En primer lugar, Torrente hizo algo que los anteriores biógrafos de Salamanca no habían hecho, que es encerrarse en la biblioteca de la Bolsa para resumir las cotizaciones de aquellas jornadas. Se centró en los tres valores que entonces formaban el Ibex patrio: la deuda al 3%, conocida como Consolidado Inglés; la deuda al 5% amortizable; y la deuda flotante del Tesoro. Y, sorpresa: las cotizaciones entre el 1 de octubre y el 30 de diciembre de 1844 no muestran caída alguna del 10%.

En realidad, sí que hay una caída, aunque del 2% tan sólo. Se produjo en las jornadas posteriores al 10 de octubre de 1844, cuando el Gobierno anunció las condiciones del canje de Deuda Flotante por Deuda al 3% (la medida que, como decíamos, inundó Madrid de papel); este canje se realizó al 40% (esto es, el Tesoro entregaba 250 reales nominales al 3% por cada 100 reales de Deuda Flotante retirados), en un movimiento que, al parecer, fue interpretado por el mercado como una señal de notable debilidad por parte del Erario público a la hora de poder atender pagos, motivo por el cual las cotizaciones de sus empréstitos cayeron. Sin embargo Salamanca, que es diputado, se levanta en el Congreso en una sesión celebrada en noviembre de aquel año, con intención de criticar al ministro de Hacienda, Alejandro Mon. En dicha crítica, afirma su optimismo y asevera que los inversores no han sabido entender el decreto de conversión; dicho de otra forma, apuesta, negro sobre blanco y con taquígrafos, por la revalorización de la deuda que en la Bolsa se negocia. ¿Tiene sentido una declaración de tal calibre en alguien que está convencido de que las cotizaciones van a bajar?

▶ [Registros]:
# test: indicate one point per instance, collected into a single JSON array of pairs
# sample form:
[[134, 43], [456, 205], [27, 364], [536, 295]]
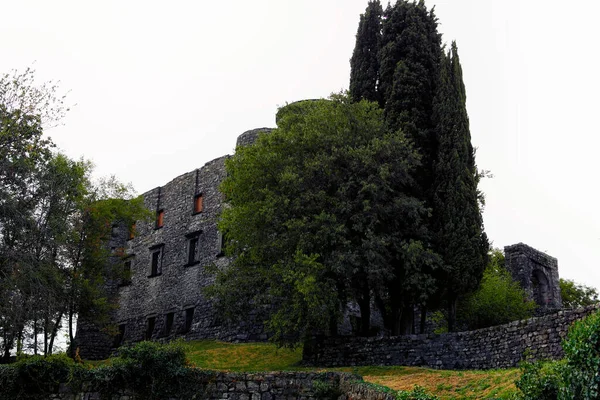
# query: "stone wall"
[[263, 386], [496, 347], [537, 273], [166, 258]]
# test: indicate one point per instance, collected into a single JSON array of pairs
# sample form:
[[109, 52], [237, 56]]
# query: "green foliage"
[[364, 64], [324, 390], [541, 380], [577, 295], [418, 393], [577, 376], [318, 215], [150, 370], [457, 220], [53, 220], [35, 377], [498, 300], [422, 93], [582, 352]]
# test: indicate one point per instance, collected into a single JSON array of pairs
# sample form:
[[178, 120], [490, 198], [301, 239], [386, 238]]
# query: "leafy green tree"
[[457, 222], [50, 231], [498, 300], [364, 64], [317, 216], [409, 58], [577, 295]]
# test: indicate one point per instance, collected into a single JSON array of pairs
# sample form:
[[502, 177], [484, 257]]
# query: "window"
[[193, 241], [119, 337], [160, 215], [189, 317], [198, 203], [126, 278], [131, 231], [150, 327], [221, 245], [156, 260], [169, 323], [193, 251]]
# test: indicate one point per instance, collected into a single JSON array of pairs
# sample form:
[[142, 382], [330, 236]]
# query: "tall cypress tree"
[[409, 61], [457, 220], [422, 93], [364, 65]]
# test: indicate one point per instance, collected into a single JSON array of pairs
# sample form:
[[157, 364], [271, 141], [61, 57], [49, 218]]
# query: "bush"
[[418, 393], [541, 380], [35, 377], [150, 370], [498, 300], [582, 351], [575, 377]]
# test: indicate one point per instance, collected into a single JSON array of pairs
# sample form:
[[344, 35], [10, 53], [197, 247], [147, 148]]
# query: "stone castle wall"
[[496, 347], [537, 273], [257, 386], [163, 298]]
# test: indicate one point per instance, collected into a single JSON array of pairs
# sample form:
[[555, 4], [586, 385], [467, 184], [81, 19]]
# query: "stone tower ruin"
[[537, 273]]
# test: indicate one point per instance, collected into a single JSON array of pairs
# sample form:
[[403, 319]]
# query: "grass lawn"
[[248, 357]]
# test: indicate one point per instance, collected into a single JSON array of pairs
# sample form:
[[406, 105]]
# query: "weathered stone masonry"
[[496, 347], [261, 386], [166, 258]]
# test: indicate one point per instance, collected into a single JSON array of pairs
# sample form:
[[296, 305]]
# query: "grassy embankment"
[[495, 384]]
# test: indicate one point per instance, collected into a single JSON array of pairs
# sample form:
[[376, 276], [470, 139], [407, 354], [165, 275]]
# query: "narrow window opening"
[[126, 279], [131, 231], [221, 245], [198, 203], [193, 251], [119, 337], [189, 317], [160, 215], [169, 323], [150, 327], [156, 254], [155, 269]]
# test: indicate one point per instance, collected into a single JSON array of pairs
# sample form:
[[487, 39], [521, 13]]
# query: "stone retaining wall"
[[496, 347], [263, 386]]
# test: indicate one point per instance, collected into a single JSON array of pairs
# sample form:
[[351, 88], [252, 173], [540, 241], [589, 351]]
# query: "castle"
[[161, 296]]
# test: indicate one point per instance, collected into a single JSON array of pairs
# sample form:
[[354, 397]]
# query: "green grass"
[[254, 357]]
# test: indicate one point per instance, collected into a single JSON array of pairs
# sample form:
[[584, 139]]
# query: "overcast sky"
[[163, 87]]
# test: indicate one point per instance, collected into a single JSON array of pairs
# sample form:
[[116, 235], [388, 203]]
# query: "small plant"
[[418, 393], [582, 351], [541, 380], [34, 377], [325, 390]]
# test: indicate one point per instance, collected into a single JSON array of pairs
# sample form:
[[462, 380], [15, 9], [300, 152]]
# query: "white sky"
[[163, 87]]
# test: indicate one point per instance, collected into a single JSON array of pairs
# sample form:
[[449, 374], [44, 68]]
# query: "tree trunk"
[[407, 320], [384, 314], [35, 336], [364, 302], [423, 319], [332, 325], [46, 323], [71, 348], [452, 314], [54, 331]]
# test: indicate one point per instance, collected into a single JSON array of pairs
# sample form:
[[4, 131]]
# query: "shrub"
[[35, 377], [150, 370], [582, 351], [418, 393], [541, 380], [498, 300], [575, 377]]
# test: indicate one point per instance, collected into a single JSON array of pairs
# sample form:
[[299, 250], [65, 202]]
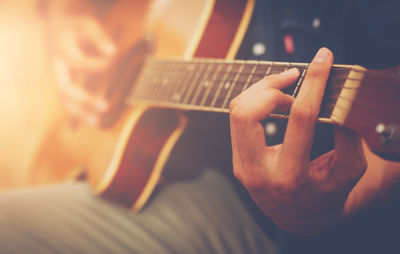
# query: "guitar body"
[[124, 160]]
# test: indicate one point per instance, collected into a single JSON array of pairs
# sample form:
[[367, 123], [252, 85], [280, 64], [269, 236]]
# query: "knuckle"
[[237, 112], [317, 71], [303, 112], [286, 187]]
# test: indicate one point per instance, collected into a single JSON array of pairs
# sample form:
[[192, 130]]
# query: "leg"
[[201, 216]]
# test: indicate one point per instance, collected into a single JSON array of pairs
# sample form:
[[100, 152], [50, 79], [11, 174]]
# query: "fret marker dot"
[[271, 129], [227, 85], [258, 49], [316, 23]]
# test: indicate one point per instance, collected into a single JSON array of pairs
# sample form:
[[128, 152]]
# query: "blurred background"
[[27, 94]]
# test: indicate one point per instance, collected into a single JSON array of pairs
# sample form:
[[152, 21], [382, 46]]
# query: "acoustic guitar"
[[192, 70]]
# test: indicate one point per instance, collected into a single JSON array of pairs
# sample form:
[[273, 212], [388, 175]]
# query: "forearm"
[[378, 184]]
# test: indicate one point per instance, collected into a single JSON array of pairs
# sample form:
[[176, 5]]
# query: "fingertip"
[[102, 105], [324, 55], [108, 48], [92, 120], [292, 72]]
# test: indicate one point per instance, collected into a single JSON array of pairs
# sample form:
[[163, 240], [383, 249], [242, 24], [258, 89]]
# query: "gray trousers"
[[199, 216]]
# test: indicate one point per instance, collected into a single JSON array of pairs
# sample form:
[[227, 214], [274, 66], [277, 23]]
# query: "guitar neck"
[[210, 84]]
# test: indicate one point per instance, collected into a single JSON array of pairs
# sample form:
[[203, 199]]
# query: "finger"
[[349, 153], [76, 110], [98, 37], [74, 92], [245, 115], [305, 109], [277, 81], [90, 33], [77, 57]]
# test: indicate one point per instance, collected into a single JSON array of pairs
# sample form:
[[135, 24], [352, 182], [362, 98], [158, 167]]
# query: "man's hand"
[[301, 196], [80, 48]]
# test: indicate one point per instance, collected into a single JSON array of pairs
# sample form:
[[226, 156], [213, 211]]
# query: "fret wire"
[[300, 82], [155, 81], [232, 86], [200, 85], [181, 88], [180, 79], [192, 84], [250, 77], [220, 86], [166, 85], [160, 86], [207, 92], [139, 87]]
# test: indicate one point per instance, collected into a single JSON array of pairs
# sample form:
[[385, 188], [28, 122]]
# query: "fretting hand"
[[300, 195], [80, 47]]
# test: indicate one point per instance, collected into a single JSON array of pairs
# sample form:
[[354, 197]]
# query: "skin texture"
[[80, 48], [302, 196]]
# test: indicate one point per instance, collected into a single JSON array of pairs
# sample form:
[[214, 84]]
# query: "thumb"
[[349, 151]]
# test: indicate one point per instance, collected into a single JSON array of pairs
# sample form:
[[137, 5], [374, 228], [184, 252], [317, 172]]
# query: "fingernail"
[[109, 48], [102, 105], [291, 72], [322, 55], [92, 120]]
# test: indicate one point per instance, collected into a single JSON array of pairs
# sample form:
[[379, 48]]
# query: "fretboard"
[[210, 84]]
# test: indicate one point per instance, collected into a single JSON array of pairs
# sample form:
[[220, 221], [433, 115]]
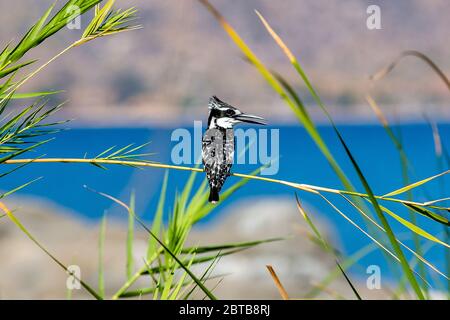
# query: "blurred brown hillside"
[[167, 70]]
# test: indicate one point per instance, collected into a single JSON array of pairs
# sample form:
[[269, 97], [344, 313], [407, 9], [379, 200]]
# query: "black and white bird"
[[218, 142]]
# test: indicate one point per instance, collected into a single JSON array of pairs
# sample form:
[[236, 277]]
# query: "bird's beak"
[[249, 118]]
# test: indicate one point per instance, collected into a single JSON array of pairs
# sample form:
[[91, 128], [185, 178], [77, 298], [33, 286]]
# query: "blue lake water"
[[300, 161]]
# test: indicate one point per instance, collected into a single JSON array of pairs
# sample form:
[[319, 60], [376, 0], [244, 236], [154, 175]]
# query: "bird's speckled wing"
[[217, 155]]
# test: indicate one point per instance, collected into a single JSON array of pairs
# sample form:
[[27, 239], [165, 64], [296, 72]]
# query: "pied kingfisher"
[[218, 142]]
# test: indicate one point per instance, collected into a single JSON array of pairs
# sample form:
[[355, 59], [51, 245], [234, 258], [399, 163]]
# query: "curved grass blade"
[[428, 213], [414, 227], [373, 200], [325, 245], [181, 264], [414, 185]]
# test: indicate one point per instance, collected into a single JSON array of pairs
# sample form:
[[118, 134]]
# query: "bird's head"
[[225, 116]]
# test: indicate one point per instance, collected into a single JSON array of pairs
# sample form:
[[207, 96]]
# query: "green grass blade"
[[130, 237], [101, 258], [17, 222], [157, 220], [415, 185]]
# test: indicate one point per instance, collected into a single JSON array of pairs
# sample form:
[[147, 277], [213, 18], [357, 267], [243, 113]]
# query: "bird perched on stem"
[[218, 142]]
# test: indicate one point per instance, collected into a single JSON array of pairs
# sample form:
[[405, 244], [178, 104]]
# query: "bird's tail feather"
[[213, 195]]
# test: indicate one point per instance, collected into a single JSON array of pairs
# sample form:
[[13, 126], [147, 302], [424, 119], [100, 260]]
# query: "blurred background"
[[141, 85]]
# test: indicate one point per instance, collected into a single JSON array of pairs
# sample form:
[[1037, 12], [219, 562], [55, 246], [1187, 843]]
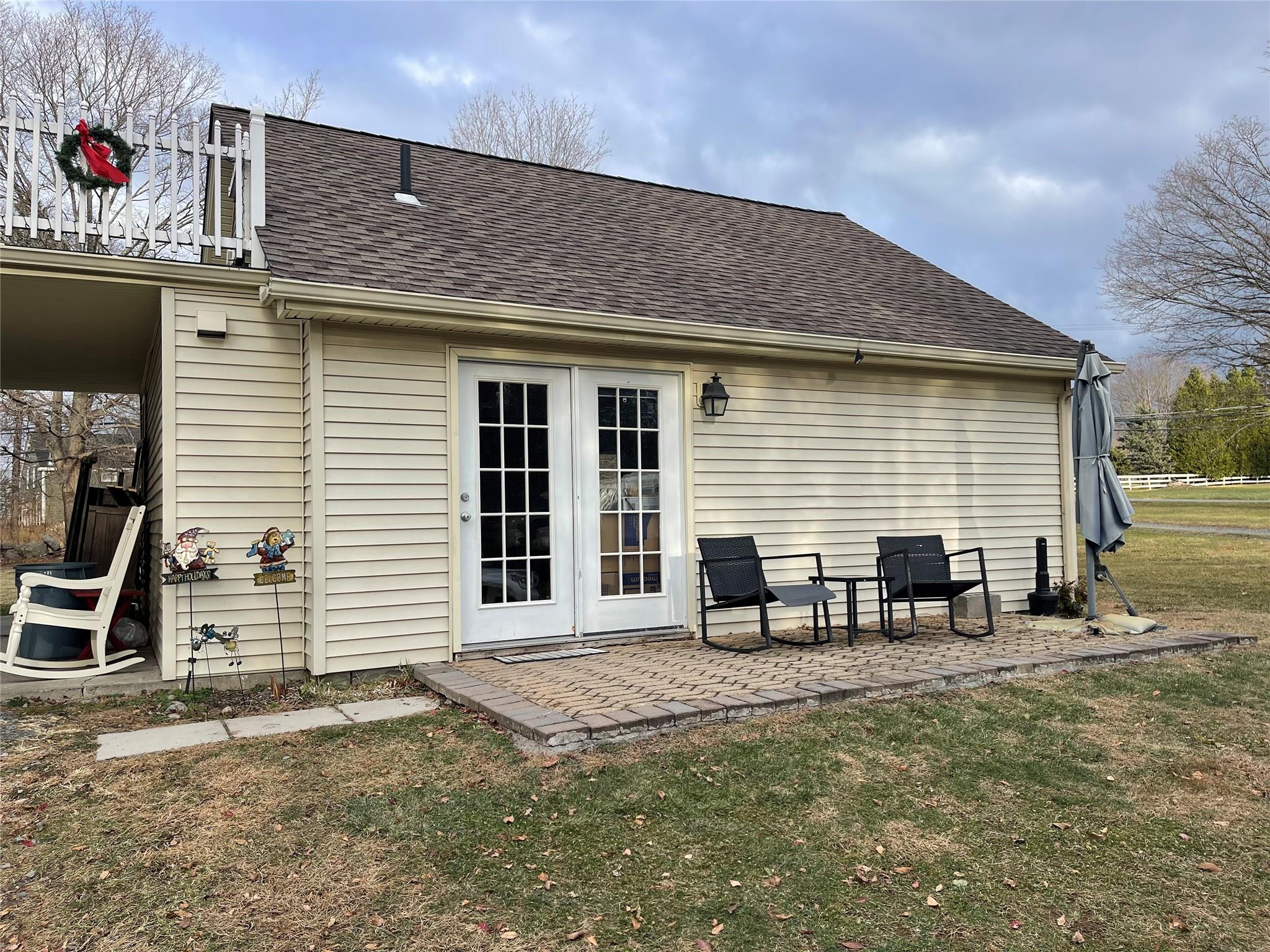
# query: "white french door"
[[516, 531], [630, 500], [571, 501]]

▶ [Tarea A]: Renombra "Consolidado Inglés" como "Consolidado Británico" y reproduce el texto sobre la Bolsa de 1844 empezando por "En primer lugar, Torrente" y siguiendo hasta "alguna del 10%.".
▶ [Tarea B]:
Responde con datos del texto sobre la Bolsa de 1844:
(i) ¿Qué tres valores formaban entonces el Ibex patrio?
(ii) ¿De cuánto fue la caída de las cotizaciones que sí se produjo?
(iii) ¿A qué ministro de Hacienda quería criticar Salamanca en el Congreso?
▶ [Tarea C]: Retoma el texto sobre Salamanca y la Bolsa de 1844 y escribe su continuación a partir de la última frase.

▶ [Resultado A]:
En primer lugar, Torrente hizo algo que los anteriores biógrafos de Salamanca no habían hecho, que es encerrarse en la biblioteca de la Bolsa para resumir las cotizaciones de aquellas jornadas. Se centró en los tres valores que entonces formaban el Ibex patrio: la deuda al 3%, conocida como Consolidado Británico; la deuda al 5% amortizable; y la deuda flotante del Tesoro. Y, sorpresa: las cotizaciones entre el 1 de octubre y el 30 de diciembre de 1844 no muestran caída alguna del 10%.

▶ [Resultado B]:
(i) La deuda al 3%, conocida como Consolidado Inglés; la deuda al 5% amortizable; y la deuda flotante del Tesoro.
(ii) Del 2%.
(iii) A Alejandro Mon.

▶ [Resultado C]:
El 16 de noviembre se produce la famosa sublevación de Zurbano en Nájera y, según las cifras publicadas por Torrente, las cotizaciones, simple y llanamente, se quedan donde estaban.

Por si no fueran pocas estas evidencias, el curioso bolsista hizo algo más y hundió la nariz en los registros bursátiles, a la búsqueda de las operaciones de Salamanca. Los datos, también publicados en su libro, marcan una gran abundancia de órdenes de compra y, cuando hay órdenes de venta, casi siempre aparecen operaciones de compra casadas con ésta, algo posteriores. Alguien que juega a la baja, vende; y el que juega al alza, compra. Y si Salamanca compró más que vendió... ¿a qué jugaba exactamente?

A ello hay que añadir otro detalle. Antes os he dicho que retuvieseis el dato de los relatos de la época, que describen a un Salamanca que va a la Bolsa y públicamente rompe las pólizas de venta. Pero, si alguien tiene en la mano un documento que acredita un compromiso de venta… ¿qué es, comprador o vendedor? Obviamente, es comprador; es al comprador al que le resulta vital tener la fe pública del compromiso, pues es él quien tiene que reclamar la posesión del valor una vez comprado. Y si Salamanca, en la célebre escena, sacó de la cartera un enorme fajo de pólizas de venta, entonces es que estaba comprando a lo bestia. O sea, jugando al alza.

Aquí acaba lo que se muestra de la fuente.